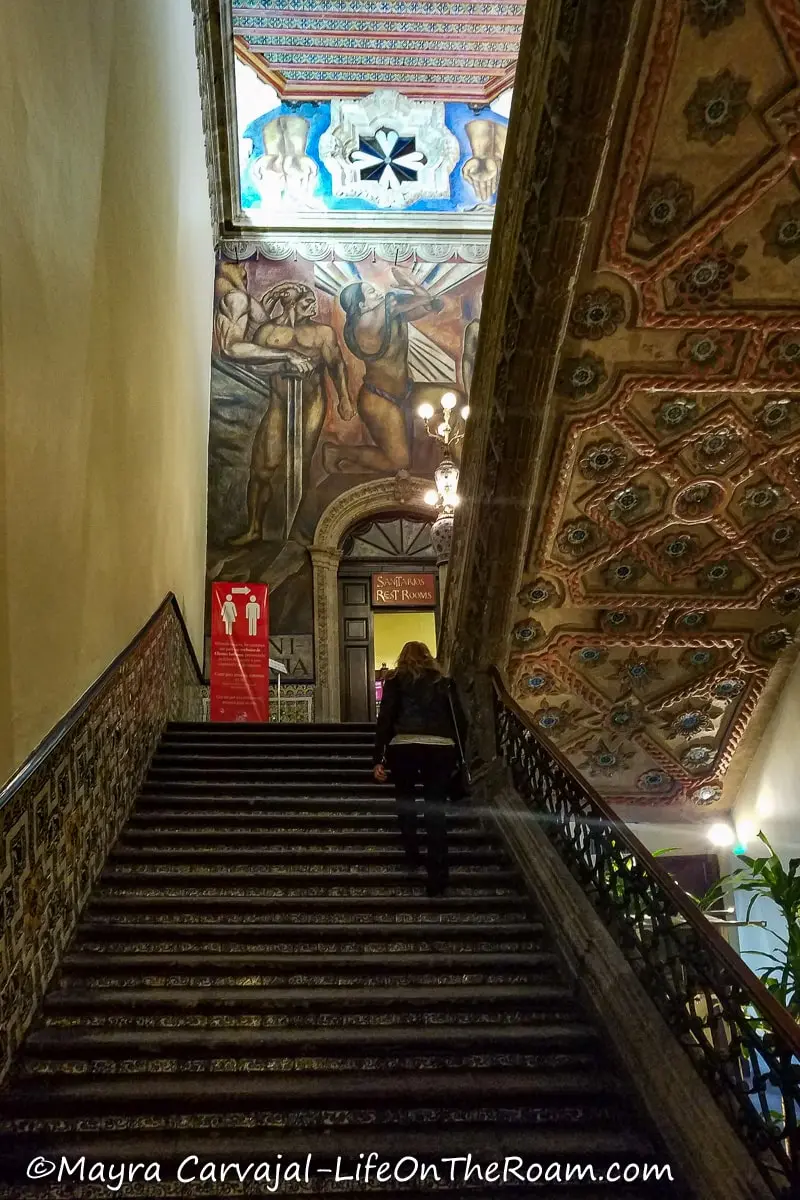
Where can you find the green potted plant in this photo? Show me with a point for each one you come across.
(770, 879)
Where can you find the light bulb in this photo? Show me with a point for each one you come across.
(721, 834)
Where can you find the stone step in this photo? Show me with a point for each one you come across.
(268, 937)
(180, 850)
(311, 1091)
(336, 730)
(196, 759)
(170, 969)
(304, 822)
(326, 907)
(264, 773)
(257, 1044)
(322, 786)
(431, 1145)
(307, 882)
(244, 1000)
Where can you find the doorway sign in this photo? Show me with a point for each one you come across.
(240, 652)
(403, 591)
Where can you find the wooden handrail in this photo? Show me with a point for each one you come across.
(776, 1014)
(59, 731)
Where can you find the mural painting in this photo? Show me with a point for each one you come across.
(318, 370)
(382, 151)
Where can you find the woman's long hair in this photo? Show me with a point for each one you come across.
(352, 298)
(415, 660)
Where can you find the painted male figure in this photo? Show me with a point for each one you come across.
(376, 330)
(289, 330)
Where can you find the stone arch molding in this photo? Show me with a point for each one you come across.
(402, 491)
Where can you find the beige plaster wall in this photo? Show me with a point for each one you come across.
(106, 289)
(769, 796)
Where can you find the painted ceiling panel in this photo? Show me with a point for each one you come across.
(662, 585)
(313, 49)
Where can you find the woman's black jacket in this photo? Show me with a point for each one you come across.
(417, 705)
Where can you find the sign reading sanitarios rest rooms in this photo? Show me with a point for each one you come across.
(240, 652)
(403, 591)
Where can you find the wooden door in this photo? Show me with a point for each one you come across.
(355, 633)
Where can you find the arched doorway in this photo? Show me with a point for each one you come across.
(389, 593)
(402, 495)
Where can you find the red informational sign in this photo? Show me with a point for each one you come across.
(240, 652)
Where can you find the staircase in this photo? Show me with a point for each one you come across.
(256, 975)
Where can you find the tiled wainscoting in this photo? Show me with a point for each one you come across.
(64, 809)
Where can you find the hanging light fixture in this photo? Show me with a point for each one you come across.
(449, 430)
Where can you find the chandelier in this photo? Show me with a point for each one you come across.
(449, 431)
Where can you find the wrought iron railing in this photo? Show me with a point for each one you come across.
(740, 1039)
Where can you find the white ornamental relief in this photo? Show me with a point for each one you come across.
(389, 150)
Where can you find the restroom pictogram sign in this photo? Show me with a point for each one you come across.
(240, 652)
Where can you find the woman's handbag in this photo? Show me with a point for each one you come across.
(461, 780)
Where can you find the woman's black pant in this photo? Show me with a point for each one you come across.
(433, 767)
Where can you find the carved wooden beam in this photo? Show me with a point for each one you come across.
(571, 64)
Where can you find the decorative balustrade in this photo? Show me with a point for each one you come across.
(743, 1042)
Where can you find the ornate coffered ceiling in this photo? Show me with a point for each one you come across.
(444, 49)
(662, 579)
■ ■ ■ ■ ■
Your instructions:
Give an exact copy of the listing above that leaves out every picture.

Solution to the problem:
Where can you find the green potted plant in this photo? Show me with a point for each one you come across.
(770, 879)
Where can you find the light bulb in this photo? Show me with a point for each one you come across.
(721, 834)
Where can you find the stone step in this photo? Show me with a point for each one you come across.
(268, 937)
(180, 850)
(311, 1091)
(336, 730)
(196, 759)
(170, 969)
(304, 822)
(326, 907)
(264, 773)
(257, 1044)
(322, 786)
(431, 1145)
(307, 882)
(244, 1000)
Where can you find the doorway sign in this photo? Show me with a point for each one you come across.
(240, 652)
(403, 591)
Where can you find the wooden handrail in this photo? Show me with a point for each one you come across.
(776, 1014)
(59, 731)
Where can you find the mural painting in this photo? Show me with a point for each one you come across.
(318, 370)
(382, 151)
Where can you find the woman's long hair in this photo? Show me with a point for each one you come across.
(352, 298)
(415, 660)
Where can you find the painted male figure in this photo? Show me with a point for each one you come across.
(376, 330)
(289, 330)
Where can you find the stone arch molding in this photo? Show me with a point for each one you come across.
(402, 491)
Where can you find the beige plaster wall in this photo? Show me with a point for each one you come across.
(106, 289)
(769, 796)
Where can you find the painted ceiling panel in this photo? Show me with a point for each one you come across.
(662, 585)
(313, 49)
Where can you find the woman's black jacket in this photo? Show me with a point for each one you come across.
(417, 705)
Where can you find the sign reading sanitarios rest rooms in this photo? Show me with a point for each one you come across.
(240, 652)
(403, 591)
Where can you find the wooden door in this photo? Show me with a point for each one you come across.
(355, 633)
Where can you find the arched doorway in this photo? Show me with a point for each one you come across.
(389, 593)
(402, 495)
Where can you find the red informational sign in this photo? Show me with a point for each one you come across.
(240, 652)
Where can you find the staircase in this photo? Show me with a point for each one you come across.
(256, 975)
Where can you find the tiled wainscoting in this photo? Show me with a point for each one you come across.
(64, 809)
Where can you find the hanging light fixture in this photo? Show me with a point for each one you come across.
(449, 430)
Where can you find the chandelier in this photo? Show me with a point for each one you come across.
(449, 431)
Where can you find the wrought iron railing in this photo? Show me with a point for each one you come across.
(740, 1039)
Where can you find the white ornamental relief in this photo? Show me with a point for each one you come across.
(389, 150)
Where can you find the restroom pictogram sign in this photo? Show me with a point for each one you come across.
(240, 652)
Where can you find the woman's handbag in this photo? Show me with a point for each one you come across.
(461, 780)
Where can you find the woman's black pant in this photo? Show me with a point for each one you come across.
(433, 767)
Where can you find the carved wooden beam in this photo? Show me with a point for each one you come across.
(571, 64)
Where can you find the decorative balustrade in this photo? Show me with a point for each one you come across.
(743, 1042)
Where can you find the ornate coffered ceiling in this photo? Show me with a point for each one you come across.
(444, 49)
(662, 579)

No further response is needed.